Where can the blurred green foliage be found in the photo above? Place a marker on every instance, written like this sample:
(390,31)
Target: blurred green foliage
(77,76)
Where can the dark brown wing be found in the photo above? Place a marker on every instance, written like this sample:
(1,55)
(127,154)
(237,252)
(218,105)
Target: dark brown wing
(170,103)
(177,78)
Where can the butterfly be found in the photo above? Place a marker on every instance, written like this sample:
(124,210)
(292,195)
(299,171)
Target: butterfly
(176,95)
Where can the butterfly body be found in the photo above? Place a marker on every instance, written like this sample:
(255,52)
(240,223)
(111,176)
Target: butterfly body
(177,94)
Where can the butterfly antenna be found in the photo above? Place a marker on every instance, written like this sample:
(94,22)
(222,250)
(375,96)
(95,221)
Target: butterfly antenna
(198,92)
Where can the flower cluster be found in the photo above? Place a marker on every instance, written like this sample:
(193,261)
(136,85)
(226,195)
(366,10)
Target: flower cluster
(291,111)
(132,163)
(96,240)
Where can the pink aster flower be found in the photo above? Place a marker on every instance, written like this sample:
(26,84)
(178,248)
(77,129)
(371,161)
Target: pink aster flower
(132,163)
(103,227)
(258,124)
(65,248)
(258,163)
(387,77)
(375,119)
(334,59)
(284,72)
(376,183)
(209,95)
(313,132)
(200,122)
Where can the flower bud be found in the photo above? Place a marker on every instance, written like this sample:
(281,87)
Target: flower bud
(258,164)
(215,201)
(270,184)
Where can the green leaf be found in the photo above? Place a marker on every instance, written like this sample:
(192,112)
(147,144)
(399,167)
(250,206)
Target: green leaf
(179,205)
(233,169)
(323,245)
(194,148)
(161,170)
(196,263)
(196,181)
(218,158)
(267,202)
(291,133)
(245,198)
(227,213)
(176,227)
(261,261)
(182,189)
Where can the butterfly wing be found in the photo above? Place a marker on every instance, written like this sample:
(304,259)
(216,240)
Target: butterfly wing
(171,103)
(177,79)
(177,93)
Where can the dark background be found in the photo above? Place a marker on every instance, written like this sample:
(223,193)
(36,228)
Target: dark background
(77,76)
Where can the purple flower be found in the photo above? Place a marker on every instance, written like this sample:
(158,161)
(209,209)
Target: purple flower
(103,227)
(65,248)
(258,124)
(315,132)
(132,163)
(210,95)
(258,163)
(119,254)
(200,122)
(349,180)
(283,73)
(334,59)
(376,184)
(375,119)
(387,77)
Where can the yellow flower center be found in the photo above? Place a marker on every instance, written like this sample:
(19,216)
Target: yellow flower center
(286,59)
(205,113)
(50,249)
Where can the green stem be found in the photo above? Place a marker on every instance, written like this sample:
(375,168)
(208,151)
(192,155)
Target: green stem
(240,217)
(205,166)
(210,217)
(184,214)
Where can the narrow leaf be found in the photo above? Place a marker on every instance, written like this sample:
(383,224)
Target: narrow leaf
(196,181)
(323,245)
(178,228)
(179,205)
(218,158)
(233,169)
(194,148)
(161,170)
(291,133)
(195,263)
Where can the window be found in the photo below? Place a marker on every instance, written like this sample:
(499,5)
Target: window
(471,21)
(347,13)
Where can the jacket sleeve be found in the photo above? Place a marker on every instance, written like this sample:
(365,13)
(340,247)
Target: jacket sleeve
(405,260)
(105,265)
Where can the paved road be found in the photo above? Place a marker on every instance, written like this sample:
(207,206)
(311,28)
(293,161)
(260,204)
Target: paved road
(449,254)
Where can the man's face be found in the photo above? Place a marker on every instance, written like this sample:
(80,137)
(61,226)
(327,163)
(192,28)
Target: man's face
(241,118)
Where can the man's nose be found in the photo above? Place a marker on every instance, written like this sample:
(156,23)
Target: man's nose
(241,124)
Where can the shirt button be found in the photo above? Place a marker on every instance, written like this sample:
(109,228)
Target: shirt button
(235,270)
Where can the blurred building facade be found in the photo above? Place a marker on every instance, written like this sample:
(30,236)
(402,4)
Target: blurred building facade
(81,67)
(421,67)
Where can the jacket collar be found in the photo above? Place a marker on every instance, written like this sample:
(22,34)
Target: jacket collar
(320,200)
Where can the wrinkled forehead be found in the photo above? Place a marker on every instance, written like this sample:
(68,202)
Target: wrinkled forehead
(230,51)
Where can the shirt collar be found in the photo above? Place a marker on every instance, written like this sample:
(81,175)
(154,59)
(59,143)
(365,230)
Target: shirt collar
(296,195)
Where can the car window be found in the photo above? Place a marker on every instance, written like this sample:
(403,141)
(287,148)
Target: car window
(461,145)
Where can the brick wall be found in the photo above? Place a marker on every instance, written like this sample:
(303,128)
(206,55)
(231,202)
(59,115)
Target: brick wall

= = =

## Exercise
Return every line of the listing above, unchanged and in the same order.

## Result
Where can the blurred green foliage be found in the photo above? Place a marker on every instance, written like this sample:
(390,31)
Target: blurred green foliage
(77,76)
Where can the dark brown wing be found in the photo above? Place a marker on every instance, written like this sample:
(1,55)
(127,154)
(237,252)
(218,105)
Target: dark brown wing
(170,103)
(177,78)
Where can the butterfly be found in the photo above? Place a marker on every instance, written like this sample:
(124,210)
(292,195)
(299,171)
Target: butterfly
(176,95)
Where can the butterfly body be found in the photo above? Place a marker on every instance, written like this sample:
(255,52)
(240,223)
(111,176)
Target: butterfly body
(177,94)
Where can the butterfly antenna be found in the photo above? Place a marker on every instance, written like this sample:
(94,22)
(222,250)
(375,96)
(95,221)
Target: butterfly antenna
(198,92)
Where can the flower cluster be found in the photo above? Place a marker on every instance, written like this sample:
(193,261)
(136,85)
(226,195)
(366,10)
Target: flower cluster
(291,111)
(132,163)
(96,240)
Where can the pink aster flower be found in the photo above? Place a marker on every instance, written like this sample:
(26,84)
(178,248)
(77,129)
(371,161)
Target: pink aster flower
(132,163)
(103,227)
(258,124)
(65,248)
(258,163)
(387,77)
(375,119)
(334,59)
(284,72)
(376,183)
(209,95)
(313,132)
(200,122)
Where can the flower bud be found in the photo above? Place a marker on every instance, written like this sample:
(281,87)
Target: flower bud
(258,164)
(215,201)
(270,184)
Where can the green leaf be found in the photo above? Place a marker on every instance, written like this sample:
(192,112)
(147,144)
(399,167)
(250,206)
Target: green leaf
(179,205)
(233,169)
(323,245)
(194,148)
(161,170)
(196,263)
(196,181)
(218,158)
(267,202)
(291,133)
(245,198)
(227,213)
(176,227)
(261,261)
(182,189)
Where can the butterfly wing be found in the photo above? Place a marker on every instance, written like this sample:
(304,259)
(216,240)
Target: butterfly wing
(171,103)
(177,79)
(177,93)
Where can the dark background be found in the photo above? Place a marker on every instance, written like this sample:
(223,193)
(36,228)
Target: dark background
(77,76)
Where can the purple flower be found in the photo above? Place a marker on every instance, written like this sample:
(158,161)
(209,209)
Target: purple flower
(103,227)
(65,248)
(258,124)
(315,132)
(132,163)
(210,95)
(258,163)
(119,254)
(200,122)
(349,180)
(283,73)
(334,59)
(376,184)
(375,119)
(387,77)
Where can the yellow flower center be found in the photo above? Place a marker on every instance, written like this sample:
(19,216)
Target: yellow flower center
(286,59)
(205,113)
(50,249)
Where can the green stem be found in the photo above? Place a marker on every instance, written like this sample:
(375,168)
(208,151)
(192,155)
Target: green stem
(240,217)
(205,166)
(210,217)
(184,214)
Where can the narrow leaf be found in the photo above? Place a marker on every instance, written like this sample:
(383,224)
Target: narrow leaf
(196,181)
(323,245)
(178,228)
(179,205)
(218,158)
(233,169)
(194,148)
(161,170)
(291,133)
(195,263)
Where can the window be found in the photo below? Place a marker on every instance, written like this sample:
(499,5)
Target: window
(471,21)
(347,13)
Where can the jacket sleeve be found in the photo above? Place a marker on every instance, written like this sample:
(365,13)
(340,247)
Target: jacket sleeve
(405,260)
(105,265)
Where can the paved road be found in the photo above? Place a marker on every instance, written like this sample:
(207,206)
(311,28)
(293,161)
(260,204)
Target: paved road
(449,254)
Where can the man's face be found in the photo above? Place a marker on every instance, written like this sample:
(80,137)
(61,226)
(327,163)
(192,28)
Target: man's face
(241,118)
Where can the man's nose be found in the photo above? Place a marker on every instance, written like this sample:
(156,23)
Target: man's nose
(241,124)
Where can the shirt button be found in the photo above? Place a marker on every instance, written like this sample:
(109,228)
Target: shirt button
(235,270)
Where can the blurred building facade be found in the photo above? Place a marker on every instance, written like this sample:
(30,236)
(402,4)
Target: blurred building facade
(81,67)
(421,67)
Where can the jacket collar be found in the photo above? Place a marker on every instance, written like this sample:
(22,34)
Target: jacket collar
(320,200)
Where can the wrinkled forehead be found in the photo above? Place a marker on every instance, written like this sample:
(68,202)
Target: wrinkled forehead
(230,51)
Where can the shirt collar be found in the photo above? Place a marker on every instance, written like this sample:
(81,175)
(154,59)
(59,143)
(365,230)
Target: shirt collar
(296,195)
Where can the car window be found in the photo above? Place a marker on every instance, written like this sample:
(403,141)
(287,148)
Target: car window
(461,145)
Where can the brick wall be found in the photo above? Place a marker on every instance, written like this sample:
(303,128)
(206,55)
(231,202)
(59,115)
Target: brick wall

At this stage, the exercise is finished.